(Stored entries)
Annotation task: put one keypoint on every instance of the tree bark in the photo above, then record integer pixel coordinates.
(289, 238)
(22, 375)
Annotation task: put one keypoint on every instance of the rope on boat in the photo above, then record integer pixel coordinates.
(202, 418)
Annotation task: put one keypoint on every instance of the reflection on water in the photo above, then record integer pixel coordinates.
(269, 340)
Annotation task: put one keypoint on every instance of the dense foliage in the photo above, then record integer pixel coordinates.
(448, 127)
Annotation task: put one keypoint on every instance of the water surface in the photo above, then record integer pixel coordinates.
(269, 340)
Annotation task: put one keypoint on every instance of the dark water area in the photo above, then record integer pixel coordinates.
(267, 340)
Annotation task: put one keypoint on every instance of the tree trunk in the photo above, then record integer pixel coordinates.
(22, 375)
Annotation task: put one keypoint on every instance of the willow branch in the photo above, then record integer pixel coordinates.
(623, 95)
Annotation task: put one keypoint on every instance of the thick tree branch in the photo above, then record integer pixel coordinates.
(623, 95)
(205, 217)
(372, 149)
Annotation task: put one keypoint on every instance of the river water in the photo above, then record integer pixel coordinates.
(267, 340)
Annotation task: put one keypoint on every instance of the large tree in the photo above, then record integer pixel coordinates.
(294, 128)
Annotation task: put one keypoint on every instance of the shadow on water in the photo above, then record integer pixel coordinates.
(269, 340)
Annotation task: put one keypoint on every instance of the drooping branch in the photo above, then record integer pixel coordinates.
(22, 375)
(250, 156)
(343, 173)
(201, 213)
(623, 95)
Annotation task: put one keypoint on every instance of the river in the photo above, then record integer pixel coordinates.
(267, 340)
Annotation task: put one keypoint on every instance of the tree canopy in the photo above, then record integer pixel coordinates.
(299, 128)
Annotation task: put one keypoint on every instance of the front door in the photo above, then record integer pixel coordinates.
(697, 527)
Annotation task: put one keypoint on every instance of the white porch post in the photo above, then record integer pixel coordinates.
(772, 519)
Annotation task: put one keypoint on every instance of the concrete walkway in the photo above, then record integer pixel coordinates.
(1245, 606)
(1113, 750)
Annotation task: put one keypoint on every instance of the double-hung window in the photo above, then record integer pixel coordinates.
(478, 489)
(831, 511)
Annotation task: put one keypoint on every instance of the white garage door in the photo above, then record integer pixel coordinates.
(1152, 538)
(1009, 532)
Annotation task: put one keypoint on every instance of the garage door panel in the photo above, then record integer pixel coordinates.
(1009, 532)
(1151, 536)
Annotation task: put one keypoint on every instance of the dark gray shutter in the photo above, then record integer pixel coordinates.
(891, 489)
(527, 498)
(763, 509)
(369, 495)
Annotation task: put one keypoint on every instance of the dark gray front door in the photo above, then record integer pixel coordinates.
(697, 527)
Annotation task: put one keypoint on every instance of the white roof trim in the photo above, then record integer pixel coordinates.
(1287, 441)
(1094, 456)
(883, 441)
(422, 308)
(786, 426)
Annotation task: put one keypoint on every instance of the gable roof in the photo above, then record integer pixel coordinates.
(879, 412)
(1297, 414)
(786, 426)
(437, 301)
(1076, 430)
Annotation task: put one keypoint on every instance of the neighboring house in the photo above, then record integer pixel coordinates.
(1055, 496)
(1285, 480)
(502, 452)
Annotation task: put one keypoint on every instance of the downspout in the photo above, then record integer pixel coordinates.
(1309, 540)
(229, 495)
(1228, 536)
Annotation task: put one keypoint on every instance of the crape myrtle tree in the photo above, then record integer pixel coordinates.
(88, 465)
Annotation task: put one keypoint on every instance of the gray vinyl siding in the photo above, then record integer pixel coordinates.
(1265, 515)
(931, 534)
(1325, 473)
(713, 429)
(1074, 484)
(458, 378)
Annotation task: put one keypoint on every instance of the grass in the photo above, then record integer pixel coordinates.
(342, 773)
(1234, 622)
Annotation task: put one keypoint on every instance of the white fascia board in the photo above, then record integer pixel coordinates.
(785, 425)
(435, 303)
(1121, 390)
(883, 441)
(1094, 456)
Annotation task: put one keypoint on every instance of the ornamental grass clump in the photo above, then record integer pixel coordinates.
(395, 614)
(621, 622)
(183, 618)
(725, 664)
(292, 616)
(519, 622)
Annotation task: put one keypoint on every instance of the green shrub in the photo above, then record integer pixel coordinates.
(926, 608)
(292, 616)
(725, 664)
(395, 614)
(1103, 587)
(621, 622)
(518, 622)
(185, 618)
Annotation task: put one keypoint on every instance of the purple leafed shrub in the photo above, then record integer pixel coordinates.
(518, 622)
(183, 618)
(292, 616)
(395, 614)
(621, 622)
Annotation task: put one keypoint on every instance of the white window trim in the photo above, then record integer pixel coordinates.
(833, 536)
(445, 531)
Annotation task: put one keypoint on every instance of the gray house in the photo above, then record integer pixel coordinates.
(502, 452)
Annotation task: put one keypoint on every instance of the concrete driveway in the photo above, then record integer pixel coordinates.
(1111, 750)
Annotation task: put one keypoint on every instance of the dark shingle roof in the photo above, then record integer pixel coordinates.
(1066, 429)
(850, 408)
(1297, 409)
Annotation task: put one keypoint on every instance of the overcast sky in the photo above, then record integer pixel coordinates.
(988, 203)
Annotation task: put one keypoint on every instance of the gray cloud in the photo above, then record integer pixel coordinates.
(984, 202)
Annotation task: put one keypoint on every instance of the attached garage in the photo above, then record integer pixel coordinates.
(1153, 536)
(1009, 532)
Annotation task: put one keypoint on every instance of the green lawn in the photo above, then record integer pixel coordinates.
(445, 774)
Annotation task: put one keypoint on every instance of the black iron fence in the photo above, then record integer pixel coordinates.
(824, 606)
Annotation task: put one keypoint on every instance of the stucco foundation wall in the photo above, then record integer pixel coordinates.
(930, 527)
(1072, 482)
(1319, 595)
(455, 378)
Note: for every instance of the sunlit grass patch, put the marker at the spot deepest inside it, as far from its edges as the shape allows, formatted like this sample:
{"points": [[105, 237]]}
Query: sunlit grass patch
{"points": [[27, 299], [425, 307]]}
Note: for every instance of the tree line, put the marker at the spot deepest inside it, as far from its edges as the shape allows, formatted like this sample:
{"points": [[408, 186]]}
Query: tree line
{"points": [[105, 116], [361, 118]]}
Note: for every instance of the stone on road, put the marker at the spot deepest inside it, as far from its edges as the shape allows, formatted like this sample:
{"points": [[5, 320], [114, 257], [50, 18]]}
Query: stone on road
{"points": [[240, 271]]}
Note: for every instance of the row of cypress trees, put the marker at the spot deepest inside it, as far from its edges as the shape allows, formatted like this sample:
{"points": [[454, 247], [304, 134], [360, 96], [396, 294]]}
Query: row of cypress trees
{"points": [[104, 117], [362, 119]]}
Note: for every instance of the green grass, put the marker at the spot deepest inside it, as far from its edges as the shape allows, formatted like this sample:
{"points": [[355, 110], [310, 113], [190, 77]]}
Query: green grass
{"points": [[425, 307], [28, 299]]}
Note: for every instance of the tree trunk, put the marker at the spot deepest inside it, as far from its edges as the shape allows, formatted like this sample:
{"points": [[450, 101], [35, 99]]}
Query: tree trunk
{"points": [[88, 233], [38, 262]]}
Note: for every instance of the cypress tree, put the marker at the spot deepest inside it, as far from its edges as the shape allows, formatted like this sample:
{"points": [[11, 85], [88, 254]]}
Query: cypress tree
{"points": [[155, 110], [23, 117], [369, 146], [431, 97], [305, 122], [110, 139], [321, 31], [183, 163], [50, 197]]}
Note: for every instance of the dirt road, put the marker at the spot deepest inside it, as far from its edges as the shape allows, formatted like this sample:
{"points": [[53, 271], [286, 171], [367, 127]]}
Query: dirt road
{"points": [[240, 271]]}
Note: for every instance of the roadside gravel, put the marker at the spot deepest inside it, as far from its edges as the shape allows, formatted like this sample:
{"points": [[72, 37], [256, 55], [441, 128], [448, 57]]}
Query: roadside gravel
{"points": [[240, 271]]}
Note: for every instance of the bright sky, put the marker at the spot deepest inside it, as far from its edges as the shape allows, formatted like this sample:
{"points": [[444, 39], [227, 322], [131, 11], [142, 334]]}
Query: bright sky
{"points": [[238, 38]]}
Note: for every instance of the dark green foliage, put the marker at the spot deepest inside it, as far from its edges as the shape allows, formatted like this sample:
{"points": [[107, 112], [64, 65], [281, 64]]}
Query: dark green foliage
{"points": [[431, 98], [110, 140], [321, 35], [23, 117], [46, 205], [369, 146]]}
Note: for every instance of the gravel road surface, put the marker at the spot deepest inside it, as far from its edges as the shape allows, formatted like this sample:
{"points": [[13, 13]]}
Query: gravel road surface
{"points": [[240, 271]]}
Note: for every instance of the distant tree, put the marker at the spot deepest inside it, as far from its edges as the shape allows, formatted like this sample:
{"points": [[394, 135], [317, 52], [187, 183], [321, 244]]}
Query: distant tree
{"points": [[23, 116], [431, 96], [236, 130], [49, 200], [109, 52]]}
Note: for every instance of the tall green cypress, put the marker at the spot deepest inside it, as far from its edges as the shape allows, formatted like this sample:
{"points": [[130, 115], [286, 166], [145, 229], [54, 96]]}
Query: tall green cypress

**WHAT YOU WILL DO**
Rescale the material starting with the line that contains "Note: for every instance of the dark" and going on through the end of the material. Reproduce only those lines, requests and their format samples included unchanged, but multiply each point coordinate in the answers by 1.45 and round it to a whole number, with halves rounded up.

**WRITTEN REPLY**
Note: for every instance of the dark green foliage, put the marker at the spot deepest inside it, as far from its edges as the shape allows, formatted like this sample:
{"points": [[107, 112], [64, 65], [281, 64]]}
Query: dark green foliage
{"points": [[625, 142], [160, 203], [465, 51], [33, 170], [67, 297], [535, 212]]}
Note: for every instance of the gravel road surface, put the marker at the spot deepest inside it, as far from its edges as the shape allows, formatted like this sample:
{"points": [[13, 13]]}
Query: gravel road surface
{"points": [[348, 393]]}
Note: for every instance of the distant tree, put the marker at the spot deepest inside it, as far from its edges as the shape allows, formatted like this sample:
{"points": [[394, 135], [317, 52], [187, 183], [321, 244]]}
Query: distant tree
{"points": [[33, 168], [625, 139], [342, 189], [71, 290], [158, 75]]}
Note: for every instance of the tall green cypress, put the marker at the spot deepest inside it, as far from its edges as the shape allows, formatted like this sample:
{"points": [[130, 115], [286, 166], [145, 229], [54, 96]]}
Query: tall green cypress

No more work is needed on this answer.